### Work to do
Exactly and only the lines from the one with "Could you mark every instance of the riverside" through the end of the listing are to be transcribed, both ends included.

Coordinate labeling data
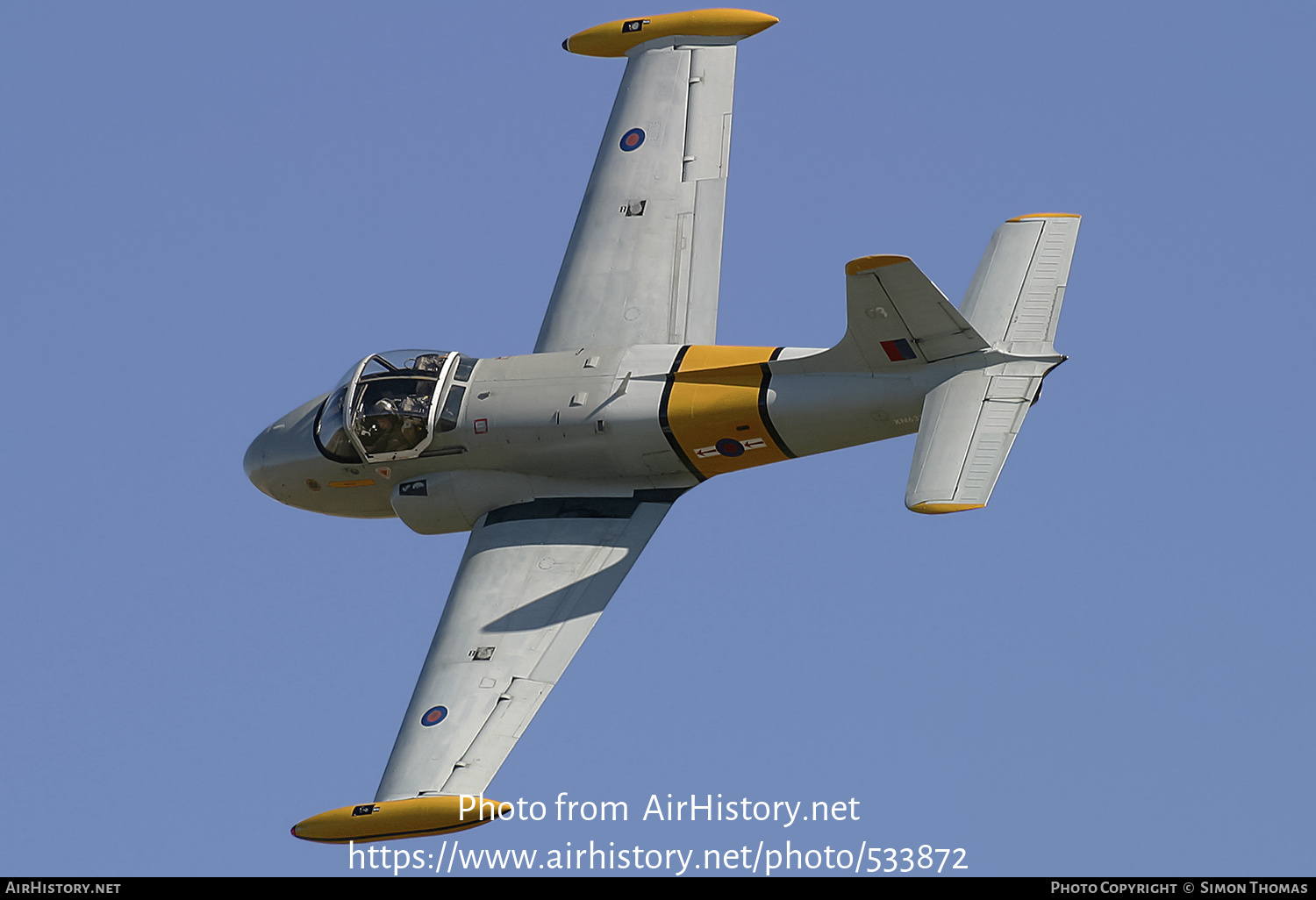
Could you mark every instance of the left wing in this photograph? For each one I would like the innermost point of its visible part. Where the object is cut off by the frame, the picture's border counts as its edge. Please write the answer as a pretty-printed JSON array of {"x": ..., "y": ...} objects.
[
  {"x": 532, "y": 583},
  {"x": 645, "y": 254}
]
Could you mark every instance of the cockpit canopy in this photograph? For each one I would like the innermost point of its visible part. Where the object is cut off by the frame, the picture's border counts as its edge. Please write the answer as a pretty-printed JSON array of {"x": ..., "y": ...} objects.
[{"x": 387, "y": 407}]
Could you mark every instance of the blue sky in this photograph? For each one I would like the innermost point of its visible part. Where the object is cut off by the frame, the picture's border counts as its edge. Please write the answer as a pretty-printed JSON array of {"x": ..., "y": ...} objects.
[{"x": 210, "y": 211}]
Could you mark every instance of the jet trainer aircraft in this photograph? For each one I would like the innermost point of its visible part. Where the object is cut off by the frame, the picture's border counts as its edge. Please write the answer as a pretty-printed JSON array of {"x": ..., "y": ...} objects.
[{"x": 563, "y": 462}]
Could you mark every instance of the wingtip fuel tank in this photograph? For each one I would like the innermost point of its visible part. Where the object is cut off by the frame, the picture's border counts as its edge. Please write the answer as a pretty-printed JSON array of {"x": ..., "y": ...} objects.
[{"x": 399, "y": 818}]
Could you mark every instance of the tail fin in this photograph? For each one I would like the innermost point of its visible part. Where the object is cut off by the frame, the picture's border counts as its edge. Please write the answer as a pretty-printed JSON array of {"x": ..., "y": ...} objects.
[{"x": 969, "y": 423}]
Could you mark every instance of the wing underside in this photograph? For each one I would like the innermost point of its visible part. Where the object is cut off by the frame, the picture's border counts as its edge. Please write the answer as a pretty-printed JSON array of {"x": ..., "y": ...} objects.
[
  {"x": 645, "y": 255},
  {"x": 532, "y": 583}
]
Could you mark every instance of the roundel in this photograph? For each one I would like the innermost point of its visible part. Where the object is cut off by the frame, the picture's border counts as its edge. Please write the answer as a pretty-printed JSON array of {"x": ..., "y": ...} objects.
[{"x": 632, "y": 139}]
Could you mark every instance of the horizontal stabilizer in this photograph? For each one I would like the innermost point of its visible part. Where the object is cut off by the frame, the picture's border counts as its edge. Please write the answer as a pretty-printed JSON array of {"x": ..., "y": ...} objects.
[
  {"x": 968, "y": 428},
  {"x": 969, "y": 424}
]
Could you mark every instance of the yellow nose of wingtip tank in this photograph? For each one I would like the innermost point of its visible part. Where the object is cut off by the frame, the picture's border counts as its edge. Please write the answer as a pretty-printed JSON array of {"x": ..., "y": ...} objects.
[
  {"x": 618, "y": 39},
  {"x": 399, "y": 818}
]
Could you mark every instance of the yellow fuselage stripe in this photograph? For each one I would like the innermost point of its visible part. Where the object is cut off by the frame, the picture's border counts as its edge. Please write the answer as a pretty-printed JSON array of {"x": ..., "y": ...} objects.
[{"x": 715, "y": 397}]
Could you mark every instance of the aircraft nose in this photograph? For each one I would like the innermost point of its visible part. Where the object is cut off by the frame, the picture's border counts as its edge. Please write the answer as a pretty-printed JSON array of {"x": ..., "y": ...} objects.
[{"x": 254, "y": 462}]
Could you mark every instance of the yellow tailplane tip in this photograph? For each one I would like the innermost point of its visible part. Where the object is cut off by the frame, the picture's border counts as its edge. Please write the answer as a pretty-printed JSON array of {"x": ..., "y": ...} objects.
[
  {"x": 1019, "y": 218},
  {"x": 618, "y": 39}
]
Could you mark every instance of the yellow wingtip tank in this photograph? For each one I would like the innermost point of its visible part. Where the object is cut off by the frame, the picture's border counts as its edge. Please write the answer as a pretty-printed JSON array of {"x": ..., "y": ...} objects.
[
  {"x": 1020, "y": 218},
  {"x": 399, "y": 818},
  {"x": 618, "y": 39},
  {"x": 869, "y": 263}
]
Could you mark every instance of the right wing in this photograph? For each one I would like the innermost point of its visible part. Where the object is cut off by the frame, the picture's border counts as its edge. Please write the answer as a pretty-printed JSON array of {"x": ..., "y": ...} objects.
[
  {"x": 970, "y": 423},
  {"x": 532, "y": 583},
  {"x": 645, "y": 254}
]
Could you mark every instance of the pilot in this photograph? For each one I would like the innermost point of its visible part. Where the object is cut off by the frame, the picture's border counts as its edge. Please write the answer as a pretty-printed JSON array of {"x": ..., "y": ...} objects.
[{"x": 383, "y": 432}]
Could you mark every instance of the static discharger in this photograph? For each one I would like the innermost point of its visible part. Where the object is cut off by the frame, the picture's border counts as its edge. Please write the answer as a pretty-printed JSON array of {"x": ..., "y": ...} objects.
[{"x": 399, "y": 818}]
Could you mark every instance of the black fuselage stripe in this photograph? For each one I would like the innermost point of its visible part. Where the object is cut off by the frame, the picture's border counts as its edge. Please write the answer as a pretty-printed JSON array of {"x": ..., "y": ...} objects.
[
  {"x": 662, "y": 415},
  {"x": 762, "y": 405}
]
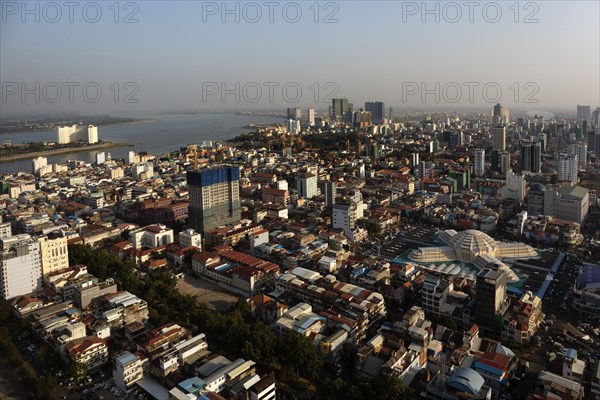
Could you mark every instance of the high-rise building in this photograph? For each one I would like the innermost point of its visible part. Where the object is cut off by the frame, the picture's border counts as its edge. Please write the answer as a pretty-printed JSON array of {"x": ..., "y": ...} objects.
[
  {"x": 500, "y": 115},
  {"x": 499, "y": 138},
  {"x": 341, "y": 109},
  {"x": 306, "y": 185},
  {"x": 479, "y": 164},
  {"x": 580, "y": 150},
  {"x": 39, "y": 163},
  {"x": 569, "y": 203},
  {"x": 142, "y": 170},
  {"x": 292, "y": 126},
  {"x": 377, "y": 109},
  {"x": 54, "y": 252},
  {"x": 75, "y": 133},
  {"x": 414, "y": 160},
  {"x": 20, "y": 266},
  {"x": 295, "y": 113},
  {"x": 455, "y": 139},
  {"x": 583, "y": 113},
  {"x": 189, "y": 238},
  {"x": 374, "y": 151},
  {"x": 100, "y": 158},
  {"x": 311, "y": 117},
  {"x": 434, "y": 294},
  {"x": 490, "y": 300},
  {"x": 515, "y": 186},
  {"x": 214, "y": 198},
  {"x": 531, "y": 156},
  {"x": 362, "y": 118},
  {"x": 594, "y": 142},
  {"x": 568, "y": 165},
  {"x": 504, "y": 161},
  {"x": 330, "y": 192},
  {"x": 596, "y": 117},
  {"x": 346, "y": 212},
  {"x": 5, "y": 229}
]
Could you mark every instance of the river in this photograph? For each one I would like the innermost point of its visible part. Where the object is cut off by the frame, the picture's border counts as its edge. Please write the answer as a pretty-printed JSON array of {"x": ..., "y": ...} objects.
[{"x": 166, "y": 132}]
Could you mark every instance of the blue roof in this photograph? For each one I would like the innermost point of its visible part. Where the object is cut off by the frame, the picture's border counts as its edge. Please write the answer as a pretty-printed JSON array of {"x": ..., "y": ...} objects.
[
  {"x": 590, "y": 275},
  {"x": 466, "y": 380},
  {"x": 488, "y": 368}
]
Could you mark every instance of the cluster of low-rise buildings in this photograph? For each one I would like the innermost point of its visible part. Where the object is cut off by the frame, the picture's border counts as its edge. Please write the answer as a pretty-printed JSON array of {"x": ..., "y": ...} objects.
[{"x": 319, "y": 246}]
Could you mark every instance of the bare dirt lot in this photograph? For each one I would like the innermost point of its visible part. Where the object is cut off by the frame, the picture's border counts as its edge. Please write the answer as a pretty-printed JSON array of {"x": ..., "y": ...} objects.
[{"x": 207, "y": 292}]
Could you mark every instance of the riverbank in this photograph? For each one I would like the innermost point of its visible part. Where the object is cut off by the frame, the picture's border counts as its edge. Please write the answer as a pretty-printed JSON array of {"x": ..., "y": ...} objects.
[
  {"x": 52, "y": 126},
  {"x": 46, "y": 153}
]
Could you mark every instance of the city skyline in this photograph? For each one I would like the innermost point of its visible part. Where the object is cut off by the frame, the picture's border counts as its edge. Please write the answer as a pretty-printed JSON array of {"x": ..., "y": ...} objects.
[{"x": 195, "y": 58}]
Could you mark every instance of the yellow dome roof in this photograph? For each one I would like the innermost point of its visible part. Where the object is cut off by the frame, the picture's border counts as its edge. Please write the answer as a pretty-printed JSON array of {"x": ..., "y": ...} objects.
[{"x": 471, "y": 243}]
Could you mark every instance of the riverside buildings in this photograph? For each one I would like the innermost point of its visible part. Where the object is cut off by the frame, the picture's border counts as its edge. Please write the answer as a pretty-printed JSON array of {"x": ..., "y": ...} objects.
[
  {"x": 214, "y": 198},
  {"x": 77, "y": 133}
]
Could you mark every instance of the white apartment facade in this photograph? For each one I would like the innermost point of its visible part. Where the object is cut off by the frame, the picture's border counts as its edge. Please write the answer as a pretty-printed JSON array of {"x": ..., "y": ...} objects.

### Full answer
Could you mark every instance of the riverside buildings in this photograph? For each one I would like the innermost point of its visible part. Where the object is cut off by the frame, the picture's border counts as its edge. Please write the answer as a pretty-printed JSON array of {"x": ..., "y": ...} objects.
[
  {"x": 214, "y": 198},
  {"x": 77, "y": 133}
]
Could you mark every instance of the white apartment facade in this photograph? For each one I would like the innermost point of its visible part. Where the object is cut off by the frame, the picture's border counts as its edge. Please write the answer as a pretty-printed JSON array of {"x": ..., "y": ...} objects.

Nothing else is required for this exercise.